## SET EXERCISE
Format every line of the listing below as a numbered list, skipping any blank lines and leaving the pictures out.

Records from a point annotation dataset
━━━━━━━━━━
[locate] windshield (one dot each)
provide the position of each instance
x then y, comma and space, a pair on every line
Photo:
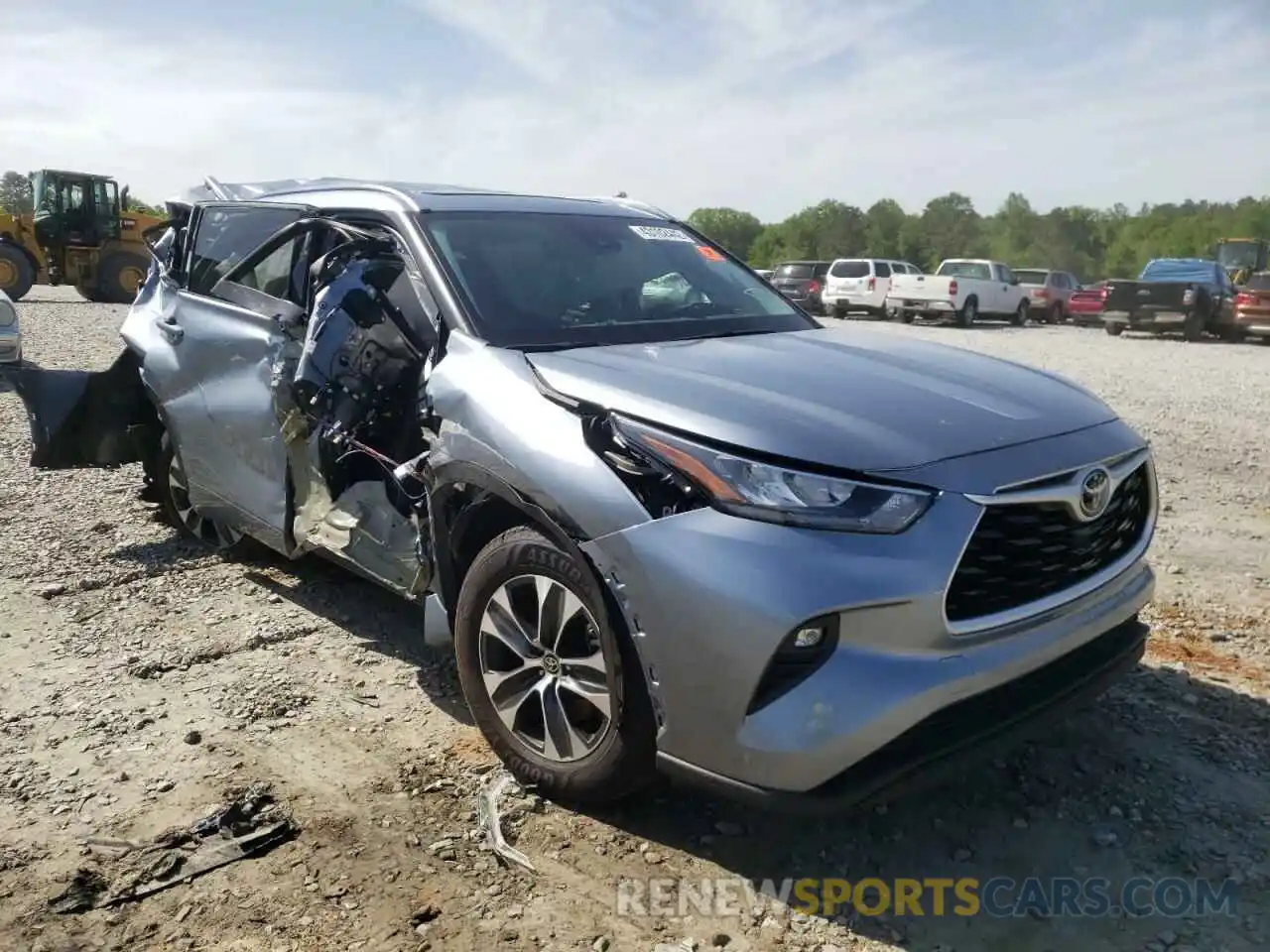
1033, 277
795, 271
965, 270
849, 270
540, 281
1237, 254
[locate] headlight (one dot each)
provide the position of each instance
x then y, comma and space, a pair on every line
770, 493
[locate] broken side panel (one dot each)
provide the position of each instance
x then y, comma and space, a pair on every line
86, 417
349, 416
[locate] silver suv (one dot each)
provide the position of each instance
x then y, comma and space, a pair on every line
670, 520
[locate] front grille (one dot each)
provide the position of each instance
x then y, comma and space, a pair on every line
1024, 552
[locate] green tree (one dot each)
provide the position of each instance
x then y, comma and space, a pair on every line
1091, 243
16, 194
731, 229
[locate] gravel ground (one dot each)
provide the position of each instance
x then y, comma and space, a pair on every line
140, 680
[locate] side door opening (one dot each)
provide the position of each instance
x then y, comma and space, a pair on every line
345, 390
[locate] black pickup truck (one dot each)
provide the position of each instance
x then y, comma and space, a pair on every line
━━━━━━━━━━
## FINISHED EXERCISE
1. [locate] windshield (one dot each)
2. provide the position of each instance
3. x then y, comma and space, a pair on every line
4. Photo:
5. 1033, 277
6. 795, 271
7. 965, 270
8. 849, 270
9. 540, 281
10. 1237, 254
11. [locate] headlight (one dot each)
12. provide the position of each instance
13. x then y, comma and space, a pair on every line
14. 770, 493
15. [locate] broken side panel (one dot each)
16. provide the position of each instance
17. x then y, comma and space, a pair on every line
18. 86, 417
19. 349, 416
20. [locate] silver suv (one dot each)
21. provide the position of each instance
22. x then y, comma and space, a pair on every line
23. 670, 520
24. [locate] front grille (one dot each)
25. provide the position of each instance
26. x then y, comma and space, a pair on every line
27. 1024, 552
28. [locate] green tree (one dot each)
29. provide the position of each instance
30. x then y, comma and space, a pair on every line
31. 1091, 243
32. 16, 194
33. 731, 229
34. [locate] gravel ground (one dot each)
35. provide the position of each instance
36. x then y, comma and space, a pair on every line
37. 140, 680
38. [locate] side door opening (one dot each)
39. provide the position of each instance
40. x then y, comma and space, a pair on every line
41. 345, 390
42. [locate] black pickup truck (one dot each)
43. provide the position of each instance
44. x then y, comma and space, a pair on every line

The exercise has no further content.